What to work on :: Return the listing below exactly as it appears, every line unchanged.

╭──

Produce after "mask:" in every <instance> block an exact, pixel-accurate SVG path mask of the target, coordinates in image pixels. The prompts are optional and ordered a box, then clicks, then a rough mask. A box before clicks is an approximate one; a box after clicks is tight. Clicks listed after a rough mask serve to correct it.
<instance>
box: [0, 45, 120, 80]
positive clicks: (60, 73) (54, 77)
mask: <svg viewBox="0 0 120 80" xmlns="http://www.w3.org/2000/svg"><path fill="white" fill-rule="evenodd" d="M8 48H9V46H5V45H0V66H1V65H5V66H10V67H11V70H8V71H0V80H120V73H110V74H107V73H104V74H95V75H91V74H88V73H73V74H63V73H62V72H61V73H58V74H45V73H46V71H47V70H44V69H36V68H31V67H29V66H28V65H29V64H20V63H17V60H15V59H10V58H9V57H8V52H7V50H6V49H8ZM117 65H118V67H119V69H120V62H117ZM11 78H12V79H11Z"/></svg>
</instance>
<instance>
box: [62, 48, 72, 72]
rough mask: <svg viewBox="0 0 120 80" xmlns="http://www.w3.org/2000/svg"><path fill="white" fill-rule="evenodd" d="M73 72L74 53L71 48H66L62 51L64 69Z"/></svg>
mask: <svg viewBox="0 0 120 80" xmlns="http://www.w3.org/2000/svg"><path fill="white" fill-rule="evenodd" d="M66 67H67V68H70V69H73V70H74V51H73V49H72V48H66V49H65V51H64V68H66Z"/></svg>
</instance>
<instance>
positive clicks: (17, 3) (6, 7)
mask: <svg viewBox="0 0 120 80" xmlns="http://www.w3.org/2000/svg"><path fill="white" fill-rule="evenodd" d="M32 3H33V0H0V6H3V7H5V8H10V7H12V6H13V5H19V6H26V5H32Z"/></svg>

╰──

Answer to the exercise ::
Produce after "mask:" in every <instance> block an exact, pixel-accurate SVG path mask of the target, coordinates in image pixels. The prompts are optional and ordered a box, then clicks, then a rough mask. A box before clicks is an approximate one; a box after clicks is tight. Clicks listed after a rough mask serve to correct it.
<instance>
box: [0, 45, 120, 80]
positive clicks: (60, 73) (54, 77)
mask: <svg viewBox="0 0 120 80" xmlns="http://www.w3.org/2000/svg"><path fill="white" fill-rule="evenodd" d="M8 48H9V46H5V45H0V66H1V65H5V66H10V67H11V70H8V71H0V80H120V73H110V74H107V73H104V74H95V75H91V74H88V73H73V74H63V73H62V72H61V73H58V74H45V73H46V71H47V70H44V69H36V68H31V67H29V66H28V65H29V64H20V63H17V60H15V59H10V58H9V57H8V52H7V50H6V49H8ZM117 65H118V67H119V69H120V62H117ZM11 78H12V79H11Z"/></svg>
</instance>
<instance>
box: [62, 48, 72, 72]
rough mask: <svg viewBox="0 0 120 80" xmlns="http://www.w3.org/2000/svg"><path fill="white" fill-rule="evenodd" d="M73 72L74 53L71 48H66L62 51L64 69Z"/></svg>
mask: <svg viewBox="0 0 120 80" xmlns="http://www.w3.org/2000/svg"><path fill="white" fill-rule="evenodd" d="M66 67H67V68H70V69H73V70H74V51H73V49H72V48H66V49H65V51H64V68H66Z"/></svg>
</instance>
<instance>
positive clicks: (17, 3) (6, 7)
mask: <svg viewBox="0 0 120 80" xmlns="http://www.w3.org/2000/svg"><path fill="white" fill-rule="evenodd" d="M32 3H33V0H0V6H3V7H5V8H10V7H12V6H13V5H19V6H26V5H32Z"/></svg>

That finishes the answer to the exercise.